▶ [WHAT YOU NEED TO DO]
Can you quote word for word the lines of the material from the line containing "reads [[303, 188]]." through the line containing "[[773, 521], [52, 252]]", with both of those lines included?

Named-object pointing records
>> begin
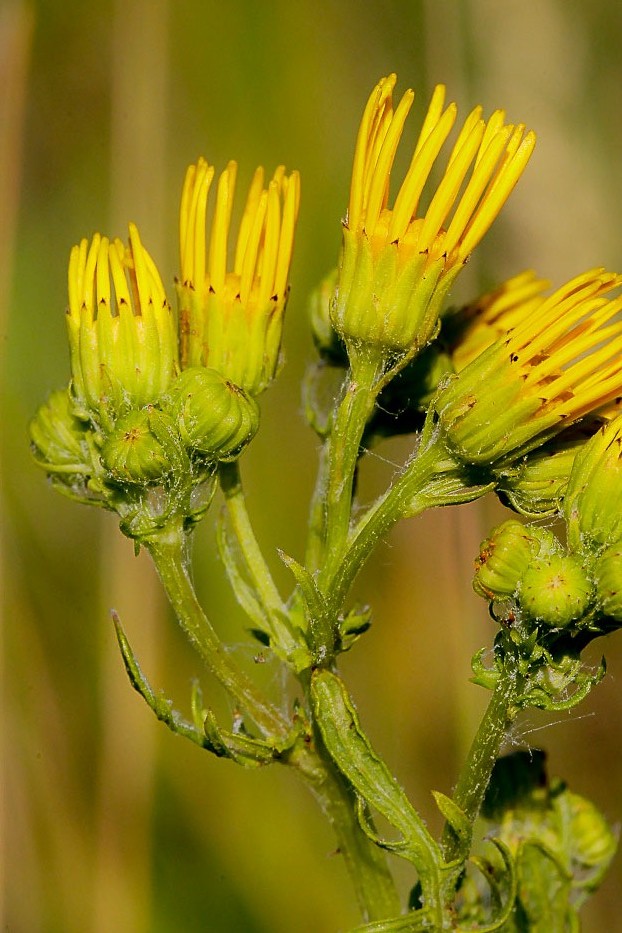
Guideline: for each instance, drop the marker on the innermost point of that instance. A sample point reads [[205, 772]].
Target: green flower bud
[[502, 560], [555, 590], [505, 556], [537, 485], [593, 503], [328, 344], [131, 453], [58, 437], [215, 417], [608, 580]]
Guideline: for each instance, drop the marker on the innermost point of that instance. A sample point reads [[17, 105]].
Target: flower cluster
[[148, 386]]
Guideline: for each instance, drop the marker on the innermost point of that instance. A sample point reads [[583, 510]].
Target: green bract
[[215, 417]]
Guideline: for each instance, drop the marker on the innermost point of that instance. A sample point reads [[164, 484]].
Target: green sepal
[[552, 679]]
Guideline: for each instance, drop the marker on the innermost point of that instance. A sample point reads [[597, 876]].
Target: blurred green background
[[109, 821]]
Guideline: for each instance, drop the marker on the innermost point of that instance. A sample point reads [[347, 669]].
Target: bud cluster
[[578, 586]]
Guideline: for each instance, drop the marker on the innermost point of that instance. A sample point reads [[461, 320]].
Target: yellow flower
[[231, 315], [593, 501], [122, 336], [560, 363], [398, 263], [478, 325]]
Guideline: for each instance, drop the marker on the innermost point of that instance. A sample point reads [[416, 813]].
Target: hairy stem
[[475, 774], [169, 551], [367, 866], [258, 570]]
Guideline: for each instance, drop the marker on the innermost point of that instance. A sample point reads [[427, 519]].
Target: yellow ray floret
[[232, 295], [122, 335], [460, 210], [560, 362], [398, 263]]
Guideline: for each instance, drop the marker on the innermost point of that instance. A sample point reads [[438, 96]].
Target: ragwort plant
[[514, 394]]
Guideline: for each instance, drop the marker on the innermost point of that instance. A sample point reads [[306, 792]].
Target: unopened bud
[[555, 590], [505, 556], [58, 437], [593, 502], [131, 453], [215, 417]]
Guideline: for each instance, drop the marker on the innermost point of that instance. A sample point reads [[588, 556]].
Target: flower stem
[[366, 863], [169, 551], [386, 511], [336, 476], [475, 774], [258, 570]]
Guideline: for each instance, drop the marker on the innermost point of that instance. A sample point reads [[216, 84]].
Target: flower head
[[398, 263], [122, 335], [560, 363], [593, 501], [478, 325], [231, 314]]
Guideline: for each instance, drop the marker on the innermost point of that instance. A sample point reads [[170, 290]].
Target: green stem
[[342, 454], [366, 863], [259, 572], [475, 774], [386, 511], [169, 550]]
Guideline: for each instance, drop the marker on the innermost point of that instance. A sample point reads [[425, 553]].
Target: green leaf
[[370, 777], [456, 818], [158, 703]]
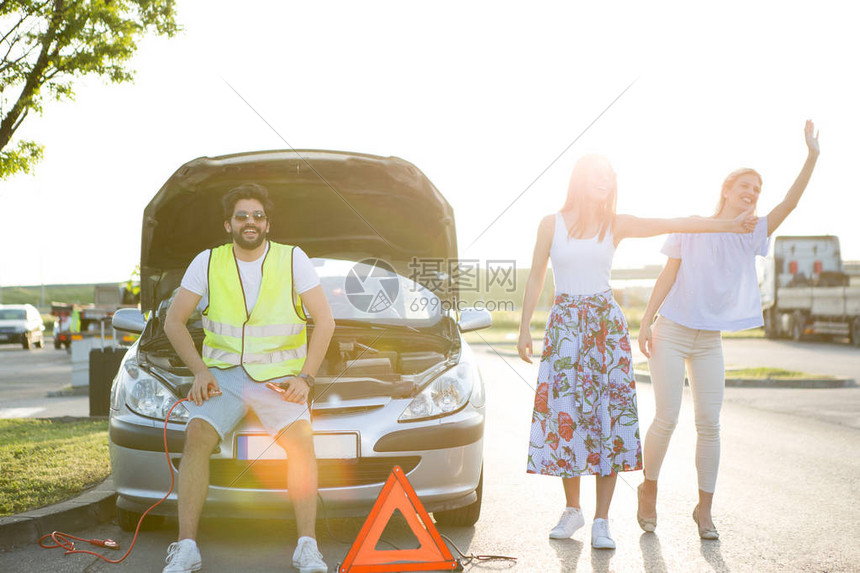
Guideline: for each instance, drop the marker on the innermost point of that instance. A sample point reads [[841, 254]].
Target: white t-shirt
[[716, 287], [196, 277]]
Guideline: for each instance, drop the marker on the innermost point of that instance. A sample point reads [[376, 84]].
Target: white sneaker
[[307, 558], [182, 557], [600, 536], [571, 519]]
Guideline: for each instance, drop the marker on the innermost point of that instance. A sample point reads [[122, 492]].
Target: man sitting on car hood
[[255, 332]]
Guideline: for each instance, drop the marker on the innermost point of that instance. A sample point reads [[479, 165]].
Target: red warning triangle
[[431, 555]]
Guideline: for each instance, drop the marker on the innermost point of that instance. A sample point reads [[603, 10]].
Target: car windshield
[[13, 314], [371, 291]]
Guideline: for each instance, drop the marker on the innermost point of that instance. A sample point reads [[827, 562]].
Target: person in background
[[585, 420]]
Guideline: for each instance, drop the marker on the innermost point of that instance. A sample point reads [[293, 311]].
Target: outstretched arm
[[176, 329], [535, 285], [658, 295], [781, 211], [630, 226]]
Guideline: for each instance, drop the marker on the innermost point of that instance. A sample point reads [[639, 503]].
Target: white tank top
[[580, 266]]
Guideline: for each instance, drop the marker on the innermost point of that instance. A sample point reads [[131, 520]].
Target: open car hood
[[332, 204]]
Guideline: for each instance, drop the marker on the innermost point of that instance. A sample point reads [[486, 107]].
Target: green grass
[[43, 461]]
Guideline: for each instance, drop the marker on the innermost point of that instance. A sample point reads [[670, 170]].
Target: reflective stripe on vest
[[272, 341]]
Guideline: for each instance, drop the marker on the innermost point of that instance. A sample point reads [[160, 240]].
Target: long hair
[[729, 181], [576, 195]]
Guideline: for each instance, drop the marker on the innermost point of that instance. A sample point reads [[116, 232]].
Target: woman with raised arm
[[708, 285], [585, 420]]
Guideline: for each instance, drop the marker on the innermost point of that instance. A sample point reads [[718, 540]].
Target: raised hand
[[811, 137], [745, 222]]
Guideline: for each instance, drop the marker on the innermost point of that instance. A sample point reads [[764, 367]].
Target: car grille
[[272, 474]]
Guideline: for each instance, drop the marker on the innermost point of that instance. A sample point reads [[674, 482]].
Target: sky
[[493, 101]]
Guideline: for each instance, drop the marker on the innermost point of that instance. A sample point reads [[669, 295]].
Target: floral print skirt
[[585, 420]]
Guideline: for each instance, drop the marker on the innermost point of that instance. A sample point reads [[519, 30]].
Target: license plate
[[326, 446]]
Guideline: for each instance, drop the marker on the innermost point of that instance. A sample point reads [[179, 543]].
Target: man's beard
[[249, 244]]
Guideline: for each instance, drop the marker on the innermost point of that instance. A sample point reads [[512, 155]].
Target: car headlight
[[447, 394], [144, 394]]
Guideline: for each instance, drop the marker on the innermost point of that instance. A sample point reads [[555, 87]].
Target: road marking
[[19, 412]]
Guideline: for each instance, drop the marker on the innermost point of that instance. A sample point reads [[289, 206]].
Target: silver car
[[398, 386]]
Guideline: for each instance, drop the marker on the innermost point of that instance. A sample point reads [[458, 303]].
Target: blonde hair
[[730, 180], [576, 192]]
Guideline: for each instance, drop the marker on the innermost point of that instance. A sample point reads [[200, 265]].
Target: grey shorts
[[239, 393]]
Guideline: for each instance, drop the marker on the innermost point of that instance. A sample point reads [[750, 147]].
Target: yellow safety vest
[[272, 341]]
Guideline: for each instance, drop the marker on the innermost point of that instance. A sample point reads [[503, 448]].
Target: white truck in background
[[805, 290]]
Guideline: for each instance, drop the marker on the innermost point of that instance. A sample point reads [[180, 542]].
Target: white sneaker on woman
[[307, 558], [600, 536], [571, 520], [182, 557]]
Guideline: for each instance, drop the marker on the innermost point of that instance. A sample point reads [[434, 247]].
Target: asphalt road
[[33, 383], [788, 496]]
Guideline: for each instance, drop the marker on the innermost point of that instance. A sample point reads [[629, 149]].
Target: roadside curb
[[644, 377], [91, 507]]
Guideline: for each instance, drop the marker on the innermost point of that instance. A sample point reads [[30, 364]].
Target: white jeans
[[673, 347]]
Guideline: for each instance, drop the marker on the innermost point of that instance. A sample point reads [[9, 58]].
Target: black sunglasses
[[243, 215]]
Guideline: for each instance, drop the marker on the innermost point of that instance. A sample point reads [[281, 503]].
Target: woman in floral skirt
[[585, 420]]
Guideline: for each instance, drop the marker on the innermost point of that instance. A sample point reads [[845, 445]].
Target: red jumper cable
[[65, 540]]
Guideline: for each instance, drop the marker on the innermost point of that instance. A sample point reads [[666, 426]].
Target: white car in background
[[21, 324]]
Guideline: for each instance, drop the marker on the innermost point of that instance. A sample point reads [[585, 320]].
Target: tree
[[46, 44]]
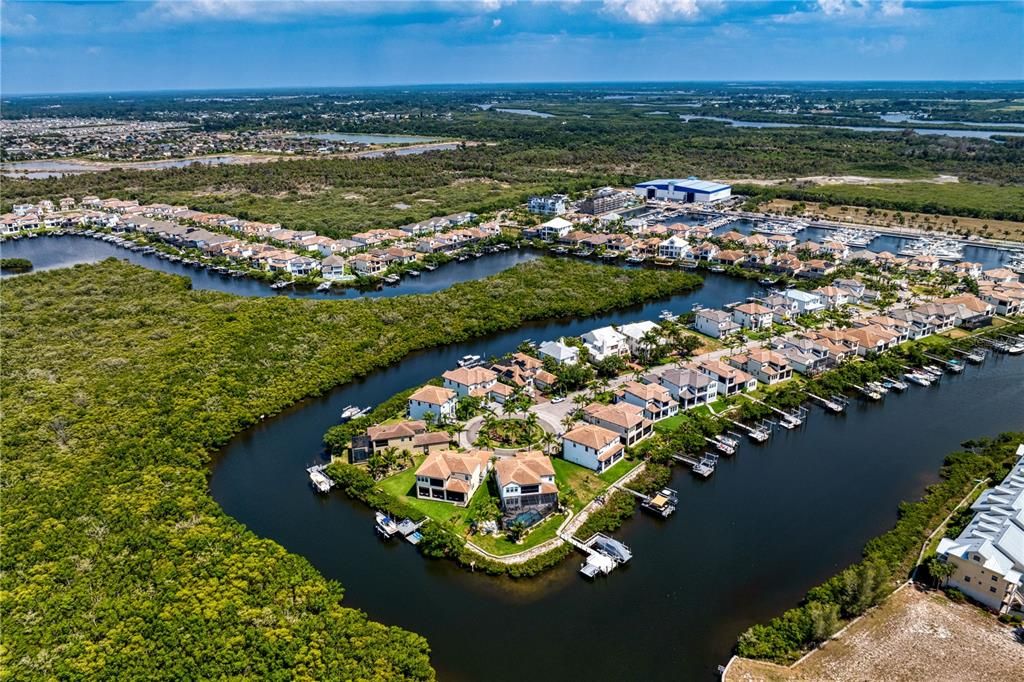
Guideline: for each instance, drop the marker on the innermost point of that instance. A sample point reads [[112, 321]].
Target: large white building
[[989, 554], [689, 190]]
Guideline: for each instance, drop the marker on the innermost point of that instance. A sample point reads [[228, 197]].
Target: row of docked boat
[[943, 249], [779, 227], [855, 238]]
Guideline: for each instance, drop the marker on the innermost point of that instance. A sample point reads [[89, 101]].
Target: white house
[[716, 324], [988, 555], [592, 446], [470, 381], [689, 387], [729, 380], [525, 481], [605, 342], [552, 205], [560, 351], [753, 315], [333, 268], [636, 333], [806, 302], [655, 399], [450, 476], [554, 228], [675, 247], [432, 400]]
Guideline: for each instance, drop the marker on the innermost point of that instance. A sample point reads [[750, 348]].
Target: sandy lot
[[913, 637]]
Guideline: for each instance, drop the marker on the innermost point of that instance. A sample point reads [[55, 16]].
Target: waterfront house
[[988, 555], [639, 335], [525, 481], [554, 228], [655, 399], [871, 338], [688, 386], [625, 419], [451, 476], [366, 264], [729, 380], [675, 247], [781, 242], [434, 400], [559, 351], [716, 324], [817, 267], [806, 302], [470, 381], [604, 342], [592, 446], [833, 297], [753, 315], [766, 366]]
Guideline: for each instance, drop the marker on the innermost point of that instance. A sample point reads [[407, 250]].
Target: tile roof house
[[451, 476], [470, 381], [688, 386], [988, 555], [434, 400], [525, 481], [592, 446], [559, 351], [654, 399], [626, 420]]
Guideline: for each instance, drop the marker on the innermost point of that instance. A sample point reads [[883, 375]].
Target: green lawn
[[400, 485], [542, 533], [620, 469]]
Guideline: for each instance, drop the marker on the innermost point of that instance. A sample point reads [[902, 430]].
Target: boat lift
[[828, 403]]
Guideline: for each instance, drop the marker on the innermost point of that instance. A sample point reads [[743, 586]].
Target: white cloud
[[892, 7], [652, 11]]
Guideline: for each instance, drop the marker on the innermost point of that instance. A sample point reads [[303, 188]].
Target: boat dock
[[828, 403], [758, 433], [603, 553], [321, 481]]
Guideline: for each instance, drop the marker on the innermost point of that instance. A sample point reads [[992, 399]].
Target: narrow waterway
[[773, 521], [52, 252]]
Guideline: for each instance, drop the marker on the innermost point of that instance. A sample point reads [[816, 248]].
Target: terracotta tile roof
[[524, 469], [592, 436], [470, 376], [433, 394]]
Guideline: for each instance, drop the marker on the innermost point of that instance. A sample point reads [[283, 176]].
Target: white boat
[[385, 526]]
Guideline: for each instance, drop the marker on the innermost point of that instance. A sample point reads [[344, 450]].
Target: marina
[[828, 463]]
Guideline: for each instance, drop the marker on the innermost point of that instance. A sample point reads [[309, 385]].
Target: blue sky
[[76, 46]]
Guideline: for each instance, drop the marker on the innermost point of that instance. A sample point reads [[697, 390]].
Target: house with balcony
[[437, 401], [626, 420], [559, 351], [729, 380], [525, 481], [475, 381], [605, 342], [654, 399], [687, 386], [753, 315], [593, 446], [451, 476], [766, 366], [988, 554], [716, 324]]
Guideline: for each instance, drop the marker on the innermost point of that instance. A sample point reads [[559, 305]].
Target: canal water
[[51, 252], [773, 521]]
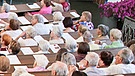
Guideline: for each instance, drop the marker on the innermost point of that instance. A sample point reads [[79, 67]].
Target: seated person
[[85, 20], [56, 36], [106, 58], [37, 22], [5, 40], [102, 32], [83, 48], [81, 31], [40, 64], [115, 37], [123, 63], [4, 64], [14, 47], [68, 24], [43, 47], [26, 38]]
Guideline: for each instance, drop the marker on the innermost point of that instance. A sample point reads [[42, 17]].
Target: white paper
[[35, 5], [38, 38], [55, 48], [23, 20], [75, 14], [27, 50], [13, 59], [12, 7], [23, 67]]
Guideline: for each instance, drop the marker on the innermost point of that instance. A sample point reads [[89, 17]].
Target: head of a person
[[59, 53], [83, 48], [37, 18], [81, 30], [14, 47], [68, 58], [56, 32], [6, 39], [106, 57], [5, 8], [46, 3], [102, 30], [41, 61], [115, 34], [30, 32], [71, 45], [57, 16], [87, 36], [67, 22], [124, 56], [59, 69], [79, 73], [86, 16], [4, 63], [14, 24], [92, 58], [44, 45]]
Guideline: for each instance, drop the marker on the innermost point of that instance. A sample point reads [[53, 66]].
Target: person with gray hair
[[115, 37], [56, 36], [43, 47], [71, 45], [92, 59], [87, 37], [37, 22], [123, 63]]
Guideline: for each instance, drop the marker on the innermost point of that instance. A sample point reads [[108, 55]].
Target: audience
[[123, 63]]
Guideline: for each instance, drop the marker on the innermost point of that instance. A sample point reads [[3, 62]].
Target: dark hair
[[59, 53], [67, 22], [15, 47], [83, 48], [106, 57], [47, 2], [78, 73], [14, 24]]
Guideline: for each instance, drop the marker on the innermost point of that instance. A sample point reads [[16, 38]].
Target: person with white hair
[[37, 22], [123, 61], [26, 38], [115, 37], [43, 47], [21, 72], [59, 69], [56, 36], [57, 19], [40, 63], [91, 63], [71, 45]]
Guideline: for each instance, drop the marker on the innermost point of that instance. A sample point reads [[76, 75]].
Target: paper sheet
[[12, 7], [55, 48], [13, 59], [38, 38], [23, 67], [74, 14], [34, 6], [27, 50], [23, 20]]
>> end
▶ [EXERCISE SOLUTION]
Guideline: for each instance, drop the marker on the innermost point of that instance. A sample point reads [[303, 188]].
Target: boat dock
[[828, 403], [758, 433], [603, 553], [321, 481]]
Guideline: for each instance, drop the marker on the innermost point of that instance. A sample point reads [[992, 399]].
Target: narrow waterway
[[773, 521], [52, 252]]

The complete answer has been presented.